Given exercise = Starting with the line that contains "the otter, the", write out each line through the end of the listing, unchanged. Output nothing else.

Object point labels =
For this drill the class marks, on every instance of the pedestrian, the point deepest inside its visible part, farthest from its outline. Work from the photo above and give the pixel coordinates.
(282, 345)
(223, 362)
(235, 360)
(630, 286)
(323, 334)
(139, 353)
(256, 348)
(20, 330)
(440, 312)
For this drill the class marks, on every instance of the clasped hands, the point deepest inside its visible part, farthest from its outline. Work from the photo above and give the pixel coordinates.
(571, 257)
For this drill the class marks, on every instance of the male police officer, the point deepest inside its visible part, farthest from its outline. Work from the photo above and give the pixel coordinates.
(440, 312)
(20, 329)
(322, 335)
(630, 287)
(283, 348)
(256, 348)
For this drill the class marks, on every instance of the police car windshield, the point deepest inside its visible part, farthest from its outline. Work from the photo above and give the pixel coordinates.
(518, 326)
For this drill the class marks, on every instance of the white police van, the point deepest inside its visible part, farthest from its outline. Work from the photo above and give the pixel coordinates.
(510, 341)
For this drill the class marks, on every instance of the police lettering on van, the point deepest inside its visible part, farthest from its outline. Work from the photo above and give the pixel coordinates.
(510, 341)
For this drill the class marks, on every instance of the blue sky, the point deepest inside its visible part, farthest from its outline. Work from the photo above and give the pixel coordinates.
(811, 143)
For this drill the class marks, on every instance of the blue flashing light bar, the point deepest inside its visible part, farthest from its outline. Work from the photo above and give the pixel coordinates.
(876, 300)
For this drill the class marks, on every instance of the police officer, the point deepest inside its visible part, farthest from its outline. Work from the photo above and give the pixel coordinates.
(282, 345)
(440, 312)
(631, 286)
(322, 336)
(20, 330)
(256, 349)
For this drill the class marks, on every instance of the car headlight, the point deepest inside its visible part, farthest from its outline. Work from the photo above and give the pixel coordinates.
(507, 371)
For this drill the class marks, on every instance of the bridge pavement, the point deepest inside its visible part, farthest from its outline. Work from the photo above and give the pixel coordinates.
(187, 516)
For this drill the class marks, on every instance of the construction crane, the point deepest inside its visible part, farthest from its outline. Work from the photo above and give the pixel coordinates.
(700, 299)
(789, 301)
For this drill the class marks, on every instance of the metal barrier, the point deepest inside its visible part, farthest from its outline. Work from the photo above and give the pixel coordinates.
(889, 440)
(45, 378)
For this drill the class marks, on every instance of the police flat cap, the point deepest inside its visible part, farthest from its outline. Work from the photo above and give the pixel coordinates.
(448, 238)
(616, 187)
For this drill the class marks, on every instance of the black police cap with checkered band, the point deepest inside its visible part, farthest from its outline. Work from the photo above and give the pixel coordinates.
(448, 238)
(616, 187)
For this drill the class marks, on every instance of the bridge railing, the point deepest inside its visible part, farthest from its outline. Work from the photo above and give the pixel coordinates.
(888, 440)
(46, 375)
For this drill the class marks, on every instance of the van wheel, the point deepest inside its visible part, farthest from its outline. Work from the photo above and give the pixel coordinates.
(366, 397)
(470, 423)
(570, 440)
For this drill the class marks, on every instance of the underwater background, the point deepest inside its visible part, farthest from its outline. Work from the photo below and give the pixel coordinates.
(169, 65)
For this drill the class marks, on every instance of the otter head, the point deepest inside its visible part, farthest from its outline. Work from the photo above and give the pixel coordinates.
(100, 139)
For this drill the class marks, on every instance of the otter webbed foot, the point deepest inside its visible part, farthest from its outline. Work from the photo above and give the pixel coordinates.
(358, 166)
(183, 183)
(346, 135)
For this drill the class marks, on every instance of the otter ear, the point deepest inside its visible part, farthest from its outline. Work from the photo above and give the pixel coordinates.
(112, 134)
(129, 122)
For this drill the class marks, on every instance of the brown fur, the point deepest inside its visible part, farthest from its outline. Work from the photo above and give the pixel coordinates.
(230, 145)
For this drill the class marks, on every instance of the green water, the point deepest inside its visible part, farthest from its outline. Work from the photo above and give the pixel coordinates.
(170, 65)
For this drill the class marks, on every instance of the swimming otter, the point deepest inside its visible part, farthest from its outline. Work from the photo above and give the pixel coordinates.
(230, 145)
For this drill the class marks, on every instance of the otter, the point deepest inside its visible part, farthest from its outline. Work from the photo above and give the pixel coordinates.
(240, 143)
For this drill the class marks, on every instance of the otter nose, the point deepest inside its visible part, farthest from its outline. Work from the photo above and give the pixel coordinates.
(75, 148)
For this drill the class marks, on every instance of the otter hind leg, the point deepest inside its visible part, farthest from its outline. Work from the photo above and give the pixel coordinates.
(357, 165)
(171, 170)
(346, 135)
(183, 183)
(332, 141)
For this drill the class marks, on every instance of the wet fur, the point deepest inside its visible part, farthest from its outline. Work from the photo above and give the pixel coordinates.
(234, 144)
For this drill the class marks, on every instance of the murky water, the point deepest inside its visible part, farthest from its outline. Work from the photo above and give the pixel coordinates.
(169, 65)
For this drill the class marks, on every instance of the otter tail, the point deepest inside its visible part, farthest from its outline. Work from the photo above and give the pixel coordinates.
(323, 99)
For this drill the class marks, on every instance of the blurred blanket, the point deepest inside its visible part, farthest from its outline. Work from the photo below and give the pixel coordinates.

The completed task =
For this drill the class marks, on every instance of the otter, the point deepest inside its visible part, farthest from its outline. Work from the photo above and give the pixel coordinates.
(240, 143)
For this drill the class marks, on every instance of the otter nose, the point deepest inside its visible part, farthest from its outline. Work from the photo above and give the pixel coordinates.
(75, 148)
For this drill the class marks, on every instance of the otter hind leg, the point deepest inside its visible part, farthest from its outline. Work from the photo above and give the pixel coordinates.
(357, 165)
(171, 170)
(346, 135)
(183, 183)
(332, 141)
For this drill the class marks, on every instance of the wet fur, the point deepest inside its visible part, farthest from its outline. Work from the photo above and give the pixel coordinates.
(234, 144)
For this drill the class marks, on every instance of the murky water, the point deepest inside its visible part, farthest from its outline. Work from the photo above and give the pixel coordinates.
(169, 65)
For this drill the class marks, on every instance of the otter tail, the point deepest inside its visible part, farthest from its outline. Work from the photo above and give the pixel coordinates.
(323, 99)
For this drill the class marks, on every instance of the blurred blanket, the point deepest inside its visible part, farthest from its outline. Work from the photo below and give the pixel coordinates.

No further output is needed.